* Provided text
===============
Friday, November 1, 2013

Rocky Branch Trail

The Rocky Branch Trail begins at its intersection with the Walnut Creek Trail, just south of downtown Raleigh, between Fayetteville and S. Wilmington Streets.  It heads northwest, following Rocky Branch through the N.C State University campus, and is connected by a sidewalk along Gorman Street to the beginning of the Reedy Creek Trail at the southeast corner of the Meredith College campus at the intersection of Faircloth and Hillsborough Streets.

Just after crossing Fayetteville Street, at the base of the Mt. Hope Cemetery hill, there is an excellent outcrop of Raleigh gneiss in the creek (Rocky Branch) on the right (Photo).
The banding typical of gneiss is well displayed as alternating dark and light-colored stripes.  In addition, you may see cross-cutting intrusions of light colored granitic rock and dark colored basaltic rock (Photo).
Small folds may also be visible, as well as pot holes scoured by stream erosion.  This outcrop is similar to several other exposures of Raleigh gneiss that can be seen in Pigeon House Branch, on either side of Capital Boulevard just north of downtown Raleigh between Wade Avenue and Wake Forest Road.
===============
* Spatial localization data
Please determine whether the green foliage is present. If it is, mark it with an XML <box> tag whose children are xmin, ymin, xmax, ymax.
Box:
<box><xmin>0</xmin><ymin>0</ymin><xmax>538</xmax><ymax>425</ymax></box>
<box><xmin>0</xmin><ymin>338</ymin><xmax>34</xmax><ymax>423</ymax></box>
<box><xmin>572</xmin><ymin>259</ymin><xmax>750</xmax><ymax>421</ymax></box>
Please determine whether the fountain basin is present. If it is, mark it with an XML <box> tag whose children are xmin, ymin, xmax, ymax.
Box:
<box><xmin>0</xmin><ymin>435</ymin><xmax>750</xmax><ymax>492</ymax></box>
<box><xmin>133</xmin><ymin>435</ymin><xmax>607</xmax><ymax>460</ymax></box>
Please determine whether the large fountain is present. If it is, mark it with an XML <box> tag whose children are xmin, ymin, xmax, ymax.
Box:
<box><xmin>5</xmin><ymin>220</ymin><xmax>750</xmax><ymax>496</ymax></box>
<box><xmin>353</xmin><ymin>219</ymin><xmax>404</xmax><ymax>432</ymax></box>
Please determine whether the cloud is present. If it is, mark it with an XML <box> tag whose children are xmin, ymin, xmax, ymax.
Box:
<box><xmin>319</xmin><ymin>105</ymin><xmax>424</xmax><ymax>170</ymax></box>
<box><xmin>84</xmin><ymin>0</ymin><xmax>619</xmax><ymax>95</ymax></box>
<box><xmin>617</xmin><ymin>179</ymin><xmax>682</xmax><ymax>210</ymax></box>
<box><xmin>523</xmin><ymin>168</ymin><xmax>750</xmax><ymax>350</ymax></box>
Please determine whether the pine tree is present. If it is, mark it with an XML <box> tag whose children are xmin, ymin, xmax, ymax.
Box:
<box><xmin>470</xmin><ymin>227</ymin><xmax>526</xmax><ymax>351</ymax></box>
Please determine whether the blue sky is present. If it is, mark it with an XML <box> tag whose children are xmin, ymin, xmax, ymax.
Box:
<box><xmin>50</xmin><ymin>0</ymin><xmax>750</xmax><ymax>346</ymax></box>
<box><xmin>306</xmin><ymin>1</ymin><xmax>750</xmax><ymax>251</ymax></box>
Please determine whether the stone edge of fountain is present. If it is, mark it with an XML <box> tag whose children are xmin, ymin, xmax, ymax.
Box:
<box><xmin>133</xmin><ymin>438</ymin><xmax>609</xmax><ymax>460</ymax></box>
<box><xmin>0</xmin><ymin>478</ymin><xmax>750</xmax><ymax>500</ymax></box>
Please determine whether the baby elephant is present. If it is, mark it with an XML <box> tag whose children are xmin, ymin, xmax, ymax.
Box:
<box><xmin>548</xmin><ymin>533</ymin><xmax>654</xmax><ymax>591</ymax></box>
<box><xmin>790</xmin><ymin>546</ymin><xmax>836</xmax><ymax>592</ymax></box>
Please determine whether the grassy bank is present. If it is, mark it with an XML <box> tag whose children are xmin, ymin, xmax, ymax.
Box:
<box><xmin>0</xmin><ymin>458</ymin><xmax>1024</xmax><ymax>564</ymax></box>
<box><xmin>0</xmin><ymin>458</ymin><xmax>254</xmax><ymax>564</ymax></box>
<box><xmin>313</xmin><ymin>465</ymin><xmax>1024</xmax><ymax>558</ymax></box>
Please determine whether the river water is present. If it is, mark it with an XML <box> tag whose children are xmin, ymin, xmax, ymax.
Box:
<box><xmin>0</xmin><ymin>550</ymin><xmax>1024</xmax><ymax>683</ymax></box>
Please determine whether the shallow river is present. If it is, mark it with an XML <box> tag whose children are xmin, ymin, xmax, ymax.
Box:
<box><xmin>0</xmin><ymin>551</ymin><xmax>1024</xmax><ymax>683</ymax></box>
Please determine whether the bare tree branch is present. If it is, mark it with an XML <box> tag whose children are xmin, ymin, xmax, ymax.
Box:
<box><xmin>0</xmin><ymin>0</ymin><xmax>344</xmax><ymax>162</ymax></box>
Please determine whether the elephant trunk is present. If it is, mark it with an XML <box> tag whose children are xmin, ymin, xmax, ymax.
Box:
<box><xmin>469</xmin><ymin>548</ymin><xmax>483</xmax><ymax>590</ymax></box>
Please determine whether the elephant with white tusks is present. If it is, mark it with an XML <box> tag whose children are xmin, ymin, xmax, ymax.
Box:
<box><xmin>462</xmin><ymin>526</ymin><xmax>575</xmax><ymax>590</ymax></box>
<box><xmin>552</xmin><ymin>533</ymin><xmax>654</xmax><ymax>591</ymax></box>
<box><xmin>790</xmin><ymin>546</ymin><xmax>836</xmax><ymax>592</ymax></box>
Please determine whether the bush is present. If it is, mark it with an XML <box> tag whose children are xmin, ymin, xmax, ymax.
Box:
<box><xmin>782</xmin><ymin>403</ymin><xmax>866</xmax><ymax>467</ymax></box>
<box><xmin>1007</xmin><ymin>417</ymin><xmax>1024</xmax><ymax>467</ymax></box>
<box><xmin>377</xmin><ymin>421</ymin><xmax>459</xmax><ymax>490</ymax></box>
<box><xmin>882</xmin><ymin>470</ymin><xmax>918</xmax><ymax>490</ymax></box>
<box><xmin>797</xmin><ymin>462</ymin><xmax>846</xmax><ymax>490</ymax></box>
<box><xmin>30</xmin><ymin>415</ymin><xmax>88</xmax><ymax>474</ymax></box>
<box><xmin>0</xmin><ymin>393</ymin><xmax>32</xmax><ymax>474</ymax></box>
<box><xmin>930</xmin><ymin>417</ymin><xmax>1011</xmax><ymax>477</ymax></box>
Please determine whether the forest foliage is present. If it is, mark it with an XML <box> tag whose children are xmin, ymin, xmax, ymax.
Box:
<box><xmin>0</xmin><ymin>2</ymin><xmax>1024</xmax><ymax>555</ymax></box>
===============
* Exercise instructions
a: Reproduce the Rocky Branch Trail text, everything from "The Rocky Branch" down to "basaltic rock (Photo).", substituting "metamorphic rock" for each occurrence of "gneiss".
b: Go on with the Rocky Branch Trail description from the point at which it stops.

* Response list
a:
The Rocky Branch Trail begins at its intersection with the Walnut Creek Trail, just south of downtown Raleigh, between Fayetteville and S. Wilmington Streets.  It heads northwest, following Rocky Branch through the N.C State University campus, and is connected by a sidewalk along Gorman Street to the beginning of the Reedy Creek Trail at the southeast corner of the Meredith College campus at the intersection of Faircloth and Hillsborough Streets.

Just after crossing Fayetteville Street, at the base of the Mt. Hope Cemetery hill, there is an excellent outcrop of Raleigh metamorphic rock in the creek (Rocky Branch) on the right (Photo).
The banding typical of metamorphic rock is well displayed as alternating dark and light-colored stripes.  In addition, you may see cross-cutting intrusions of light colored granitic rock and dark colored basaltic rock (Photo).

b:
After you cross Lake Wheeler Road, the trail passes through grounds of Dorothea Dix Hospital.  There are more outcrops of Raleigh gneiss in the creek, but they are almost completely hidden by vegetation.  The trail passes under a railroad trestle across Western Boulevard from the entrance to Central Prison.  Here, Rocky Branch crosses to the other side of the road, in front of the prison.  There is a very good outcrop of gneiss in the tight bend of the creek over there, but the guards are generally not pleased if you try to look at it.  The outcrop actually has civil-war graffiti carved in it.

If you continue along the south side of Western Boulevard, you get views of Rocky Branch, which has cut a fairly deep valley here.  There are some large exposures of weathered gneiss on the opposite side of the creek, and then there are lots of discarded slabs of pavement obscuring the rocks.  (If you continue uphill and to the left, you can connect to the Walnut Creek Trail via the Centennial Bikeway Connector.  The long hill you climb in that direction, toward Centennial Parkway, testifies to the hardness and resistance to erosion of the next rock unit, Falls leucogneiss.)

Continuing on the Rocky Branch Trail on the north side of Western Boulevard, you pass Pullen Park.  Before reaching the tunnel under Pullen Road and entering the campus of North Carolina State University, you will pass a stream-gauging station operated by the U. S. Geological Survey (Photo).
This station is part of a nation-wide system of 1.5 million sites that measure surface water flow, depth, discharge and other parameters.  The data are collected and sent by satellite telemetry and posted in real time on the website <water.usgs.gov>.  Information regarding this particular station is located at http://waterdata.usgs.gov/nwis/inventory?agency_code=USGS&site_no=0208735012

After passing through the Pullen Road tunnel, you will come to a large interpretive sign describing the portion of the Rocky Branch Trail that passes through North Carolina State University.  To the right of this sign, and across the trail, there are several ground-water monitoring wells (Photo).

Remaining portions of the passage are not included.